+++ TEXTO DO DOCUMENTO +++
Já virou um clichê destacar a falta de interesse da indústria editorial americana por literatura traduzida, que responde por menos de 3% dos lançamentos literários daquele país culturalmente – quase – autista. (Um trabalho de mapeamento mundial como o da boa revista eletrônica “Words Without Borders”, que tem link permanente aqui no blog, é exceção.) A novidade imaginada pela “Quarterly Conversation” é ir além da mera lamentação e perguntar a tradutores americanos e autores estrangeiros quais livros, entre os que nunca foram vertidos para o inglês, eles consideram de tradução prioritária.
O resultado completo pode ser conferido aqui e traz algumas curiosidades. Uma delas é que a maioria dos livros citados também não saiu no Brasil, um país que traduz proporcionalmente muito mais (mesmo porque, embora também autista em muitos aspectos, não anda lá muito interessado em ficção nacional). Outra é que não aparece nenhum autor brasileiro contemporâneo na relação dos entrevistados pela “Quarterly Conversation”. Em compensação, o tradutor Matt Rowe teve a idéia – que não deixa de ser excelente por ser óbvia – de incluir na lista os contos de Machado de Assis, sem dúvida um dos expoentes mundiais do gênero, que até hoje foram lançados em inglês apenas de modo esparso ou pouco criterioso, embora a maioria dos romances do homem esteja disponível por lá. “Os contos de Machado vão da fantasia e do humor de Poe ou Twain às percepções sutis de James ou Tchecov, e merecem ser tão lidos quanto estes”, diz Rowe.
(Via blog de livros da “New Yorker”.)
16 Comentários
Eu adorei a indicação do Vila-Matas, escrita de um jeito que parece mesmo um livro do Vila-Matas. Mas também não tem em português e eu não leio em espanhol…
Algo me diz que os três por cento dos lançamentos literários no mercado americano ultrapassam, com cabeça, pescoço e membros dianteiros, as traduções tupiniquins, ainda que “proporcionalmente” seu número seja maior.
Se tenho dez reais no bolso e acho uma nota de cinco reais, fico “proporcionalmente” mais rico do que aquele que, tendo cem reais no bolso, encontra uma nota de vinte. Que belo consolo…
Rafael, acho engraçado que você tenha interpretado minha observação como uma tentativa de “consolo” (?). Seja como for, se eu não estiver muito enganado, quem está é você.
Este ano, até setembro, haviam sido publicados 330 títulos de literatura (ficção) traduzida nos EUA – numa projeção simples, o número anual ficará em torno de 440.
No Brasil, não achei nos números da CBL nada que permita discriminar com segurança a ficção, mas de cerca de 45 mil títulos editados (todos os gêneros) em 2007, 5.586 eram traduções – 12% do total. Como você vê, basta que um décimo disso seja ficção para ficarmos à frente nesse quesito.
Big f*#* deal, não é? Proporcional e absolutamente.
Sérgio,
Talvez tenha me expressado mal. Não quis sugerir que sua observação seria uma tentativa de consolo; minha intenção era adiantar-se aos nacionalistas de plantão, essa gente aborrecida que comemora qualquer mediocridade do país.
+++ TRECHOS DOS REGISTROS +++
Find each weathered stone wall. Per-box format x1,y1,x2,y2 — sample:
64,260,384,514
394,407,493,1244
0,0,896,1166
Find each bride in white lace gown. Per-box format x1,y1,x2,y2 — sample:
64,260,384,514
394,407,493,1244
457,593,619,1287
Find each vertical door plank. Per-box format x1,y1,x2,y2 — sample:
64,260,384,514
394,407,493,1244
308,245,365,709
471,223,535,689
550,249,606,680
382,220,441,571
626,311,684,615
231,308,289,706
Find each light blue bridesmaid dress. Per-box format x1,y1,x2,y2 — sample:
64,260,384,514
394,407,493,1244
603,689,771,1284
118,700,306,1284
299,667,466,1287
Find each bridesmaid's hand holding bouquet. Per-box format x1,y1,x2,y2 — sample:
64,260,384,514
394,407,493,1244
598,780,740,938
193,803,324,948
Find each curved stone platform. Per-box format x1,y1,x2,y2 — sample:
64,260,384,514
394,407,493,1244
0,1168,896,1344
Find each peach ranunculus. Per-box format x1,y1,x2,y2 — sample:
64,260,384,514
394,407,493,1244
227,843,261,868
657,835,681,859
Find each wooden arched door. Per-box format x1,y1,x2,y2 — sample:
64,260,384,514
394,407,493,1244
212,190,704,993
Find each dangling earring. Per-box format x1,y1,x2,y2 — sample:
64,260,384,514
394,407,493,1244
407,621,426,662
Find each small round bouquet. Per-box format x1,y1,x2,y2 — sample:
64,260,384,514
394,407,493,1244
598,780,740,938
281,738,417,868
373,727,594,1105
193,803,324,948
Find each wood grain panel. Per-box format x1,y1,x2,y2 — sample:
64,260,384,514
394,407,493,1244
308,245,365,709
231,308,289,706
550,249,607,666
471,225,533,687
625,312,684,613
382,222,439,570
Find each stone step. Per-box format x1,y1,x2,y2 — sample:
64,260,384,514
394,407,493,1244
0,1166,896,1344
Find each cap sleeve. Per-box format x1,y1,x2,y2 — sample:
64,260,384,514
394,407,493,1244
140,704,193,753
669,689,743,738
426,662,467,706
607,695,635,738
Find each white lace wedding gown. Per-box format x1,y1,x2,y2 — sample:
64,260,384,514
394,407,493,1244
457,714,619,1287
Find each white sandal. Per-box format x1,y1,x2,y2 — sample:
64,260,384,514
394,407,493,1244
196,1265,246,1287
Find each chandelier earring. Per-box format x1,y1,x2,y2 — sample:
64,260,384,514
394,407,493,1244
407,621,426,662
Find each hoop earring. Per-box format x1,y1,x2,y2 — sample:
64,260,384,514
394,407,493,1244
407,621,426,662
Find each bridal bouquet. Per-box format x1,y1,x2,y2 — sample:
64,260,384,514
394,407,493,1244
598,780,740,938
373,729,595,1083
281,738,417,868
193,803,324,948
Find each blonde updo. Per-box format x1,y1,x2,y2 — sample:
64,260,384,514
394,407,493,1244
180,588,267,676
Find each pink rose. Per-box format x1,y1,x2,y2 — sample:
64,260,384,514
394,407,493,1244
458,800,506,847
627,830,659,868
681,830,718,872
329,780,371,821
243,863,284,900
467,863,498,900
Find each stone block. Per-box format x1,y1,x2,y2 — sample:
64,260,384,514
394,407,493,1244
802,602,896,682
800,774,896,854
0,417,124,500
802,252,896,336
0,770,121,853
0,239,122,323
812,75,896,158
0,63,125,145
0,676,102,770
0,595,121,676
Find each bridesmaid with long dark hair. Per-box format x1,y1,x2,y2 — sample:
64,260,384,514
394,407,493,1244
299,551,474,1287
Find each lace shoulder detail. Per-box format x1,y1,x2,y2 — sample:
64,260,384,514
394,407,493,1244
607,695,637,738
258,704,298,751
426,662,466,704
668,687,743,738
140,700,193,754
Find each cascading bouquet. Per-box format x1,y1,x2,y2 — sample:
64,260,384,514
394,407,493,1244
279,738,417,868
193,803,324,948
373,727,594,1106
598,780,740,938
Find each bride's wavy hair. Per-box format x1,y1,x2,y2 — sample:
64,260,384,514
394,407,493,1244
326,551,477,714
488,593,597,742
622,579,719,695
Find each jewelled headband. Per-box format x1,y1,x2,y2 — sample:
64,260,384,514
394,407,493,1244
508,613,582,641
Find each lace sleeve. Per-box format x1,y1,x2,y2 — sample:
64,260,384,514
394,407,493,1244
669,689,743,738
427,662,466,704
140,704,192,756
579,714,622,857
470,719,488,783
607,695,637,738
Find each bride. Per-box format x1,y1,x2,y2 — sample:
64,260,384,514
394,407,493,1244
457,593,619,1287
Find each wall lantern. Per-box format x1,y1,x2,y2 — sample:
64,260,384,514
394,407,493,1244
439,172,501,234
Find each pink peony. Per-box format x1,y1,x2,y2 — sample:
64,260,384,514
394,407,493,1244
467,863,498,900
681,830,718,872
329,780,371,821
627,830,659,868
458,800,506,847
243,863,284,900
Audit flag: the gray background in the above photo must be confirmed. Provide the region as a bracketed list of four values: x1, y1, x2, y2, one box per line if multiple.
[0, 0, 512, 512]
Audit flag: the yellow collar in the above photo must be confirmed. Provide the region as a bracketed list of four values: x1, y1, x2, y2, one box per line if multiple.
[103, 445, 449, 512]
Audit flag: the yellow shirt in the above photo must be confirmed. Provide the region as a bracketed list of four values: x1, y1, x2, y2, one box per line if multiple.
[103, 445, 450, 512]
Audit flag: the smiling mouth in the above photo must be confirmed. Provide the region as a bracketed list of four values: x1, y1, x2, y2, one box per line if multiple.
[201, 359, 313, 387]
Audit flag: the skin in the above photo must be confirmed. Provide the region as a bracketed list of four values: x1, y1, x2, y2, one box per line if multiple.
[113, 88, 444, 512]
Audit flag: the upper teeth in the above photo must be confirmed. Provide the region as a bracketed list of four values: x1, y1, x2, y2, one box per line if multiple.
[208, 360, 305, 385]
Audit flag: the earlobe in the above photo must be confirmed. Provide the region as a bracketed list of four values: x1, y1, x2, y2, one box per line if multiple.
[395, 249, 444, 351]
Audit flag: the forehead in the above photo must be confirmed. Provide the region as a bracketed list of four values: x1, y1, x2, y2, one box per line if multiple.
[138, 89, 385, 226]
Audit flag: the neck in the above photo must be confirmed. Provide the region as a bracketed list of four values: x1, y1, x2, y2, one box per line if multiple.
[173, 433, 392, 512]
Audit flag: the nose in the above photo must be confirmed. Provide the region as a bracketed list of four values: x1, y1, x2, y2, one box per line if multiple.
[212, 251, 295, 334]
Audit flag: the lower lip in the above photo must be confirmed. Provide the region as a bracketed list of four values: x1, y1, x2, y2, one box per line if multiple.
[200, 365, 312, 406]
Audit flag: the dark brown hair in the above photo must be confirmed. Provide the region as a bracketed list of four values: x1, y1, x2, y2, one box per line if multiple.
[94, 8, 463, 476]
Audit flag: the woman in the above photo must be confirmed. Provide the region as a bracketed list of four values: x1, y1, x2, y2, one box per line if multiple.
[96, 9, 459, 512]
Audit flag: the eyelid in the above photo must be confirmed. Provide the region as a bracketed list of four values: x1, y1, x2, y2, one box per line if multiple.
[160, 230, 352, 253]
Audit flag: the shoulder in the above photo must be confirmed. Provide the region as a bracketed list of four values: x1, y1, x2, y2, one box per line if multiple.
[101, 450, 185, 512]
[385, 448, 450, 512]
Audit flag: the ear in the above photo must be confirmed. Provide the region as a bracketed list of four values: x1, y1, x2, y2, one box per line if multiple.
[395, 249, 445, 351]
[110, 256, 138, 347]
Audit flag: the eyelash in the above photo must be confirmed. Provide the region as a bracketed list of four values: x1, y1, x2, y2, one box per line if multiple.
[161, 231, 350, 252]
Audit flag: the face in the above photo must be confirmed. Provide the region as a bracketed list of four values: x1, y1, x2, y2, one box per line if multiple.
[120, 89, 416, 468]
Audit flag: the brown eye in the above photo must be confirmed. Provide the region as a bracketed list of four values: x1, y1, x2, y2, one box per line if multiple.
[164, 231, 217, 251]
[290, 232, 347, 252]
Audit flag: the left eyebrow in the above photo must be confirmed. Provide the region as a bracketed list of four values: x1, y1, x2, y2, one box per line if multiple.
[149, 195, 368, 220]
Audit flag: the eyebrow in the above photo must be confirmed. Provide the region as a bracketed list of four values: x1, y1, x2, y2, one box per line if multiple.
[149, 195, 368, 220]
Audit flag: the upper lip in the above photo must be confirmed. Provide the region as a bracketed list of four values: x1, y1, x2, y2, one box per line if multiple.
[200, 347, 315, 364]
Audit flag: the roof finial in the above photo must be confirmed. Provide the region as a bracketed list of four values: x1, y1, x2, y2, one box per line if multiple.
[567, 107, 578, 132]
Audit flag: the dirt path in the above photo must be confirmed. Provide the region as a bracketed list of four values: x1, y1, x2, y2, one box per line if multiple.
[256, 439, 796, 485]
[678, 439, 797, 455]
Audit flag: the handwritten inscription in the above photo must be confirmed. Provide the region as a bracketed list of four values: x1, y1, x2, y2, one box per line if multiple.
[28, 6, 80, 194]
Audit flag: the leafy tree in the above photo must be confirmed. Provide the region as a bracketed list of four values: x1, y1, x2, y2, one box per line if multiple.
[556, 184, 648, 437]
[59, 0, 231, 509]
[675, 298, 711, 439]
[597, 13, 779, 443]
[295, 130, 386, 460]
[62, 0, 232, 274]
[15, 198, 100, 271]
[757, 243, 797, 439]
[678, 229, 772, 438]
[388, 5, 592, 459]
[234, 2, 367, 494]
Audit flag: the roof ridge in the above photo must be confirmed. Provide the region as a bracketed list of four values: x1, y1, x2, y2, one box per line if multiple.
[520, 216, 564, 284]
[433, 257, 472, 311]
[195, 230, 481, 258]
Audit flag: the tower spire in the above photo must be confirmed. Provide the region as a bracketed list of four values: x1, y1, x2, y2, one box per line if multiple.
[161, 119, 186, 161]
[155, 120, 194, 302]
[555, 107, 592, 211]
+++
## TAREFA
Dê a continuação do texto sobre literatura traduzida nos Estados Unidos a partir do ponto em que ele termina. Os registros constituem um material independente do texto sobre literatura traduzida nos Estados Unidos.

## RESPOSTA
Esclareço que não tinha em mãos os números do mercado editorial americano nem os do mercado brasileiro. Se os números que você cita estão corretos, então equivoquei-me tremendamente.
Confesso, no entanto, que esses números me soam estranhos. Explico: a língua inglesa é, ao lado do espanhol, a minha fonte de traduções de livros estrangeiros. Toda vez que quero ler uma obra escrita num idioma que não domino e que não tenha sido vertida para o português (ou cuja tradução esteja esgotada ou seja uma porcaria) vou atrás de uma versão em inglês ou em espanhol. E, devo acrescentar, normalmente sou bem sucedido na empreitada.
Por isso, é que acho estranho esse número diminuto de traduções…
Aqui no Brasil temos o “Lá où les tigres sont chez eux”?
Rafael, inglês é editado também na Inglaterra, né? Talvez daí venha a explicação….
Sérgio, e os contemporâneos? Quem você acha que deveria ser traduzido? (A Clarice já foi, né, por aquele cara que acabou de lançar livro sobre ela por aqui)
Independentemente dos números atuais, temos que buscar (sempre) o aumento do volume de livros de autores brasileiros no exterior.
Lorie Ishimatsu, que escreveu o melhor estudo que existe sobre a poesia de Machado de Assis, publicou, em colaboração com Jack Schmitt, no fim da década de 1970, uma EXCELENTE coleção de contos de Machado de Assis, em tradução para o inglês: The Devil’s Church and other stories [The Bonzo’s secret.–Those cousins from Sapucaia.–Alexandrian tale.–The Devil’s Church.–A strange thing.–Final chapter.–A second life.–Dona Paula.–The diplomat.–The companion.–Evolution.–Adam and Eve.–Eternal!–A celebrity.–Mariana.–A canary’s ideas.–Pylades and Orestes.–Funeral march.–Wallow, swine! ]. Há também, “in print,” um volume com a parte machadeana da antologia publicada, em 1921, por Isaac Goldberg: “Brazilian Tales.” Isto só citando o que há no mercado dos EUA.
Caro Pedro, a boa notícia é que este livro, embora velho de tantas décadas, ainda pode ser comprado via Amazon. Quanto à seleção, eu não chamaria de excelente uma antologia de Machado que não tem O alienista, O espelho, Um homem célebre, Missa do galo, A cartomante e alguns outros. Acho que Rowe está certo: seja pela velhice da edição, seja por suas muitas lacunas, a porta continua aberta.
CLARICE LISPECTOR
Livros de Clarice Lispector, em inglês, à venda na Amazon:
Selected Cronicas: Essays
The Stream of Life
Foreign Legion
Soulstorm
Family Ties
Passion According to G.H.
Near to the Wild Heart
NB – Gregory Rabassa, o mais respeitado tradutor americano de literatura latino-americana, alguns anos atrás, traduziu e publicou “A Maçã no Escuro.”
Lembrando que há traduções e traduções. Dizem que saiu por lá uma tradução do Guimarães Rosa que foi horrorosa. Deixo a questão: é possível traduzir o Guimarães para o inglês? Alguém sabe alguma tradução dele que obteve sucesso?
Pois eu conheço um professor universitário que está fazendo a tradução de Guimaraes Rosa para o alemão! Não consigo pensar em nada mais bizarro.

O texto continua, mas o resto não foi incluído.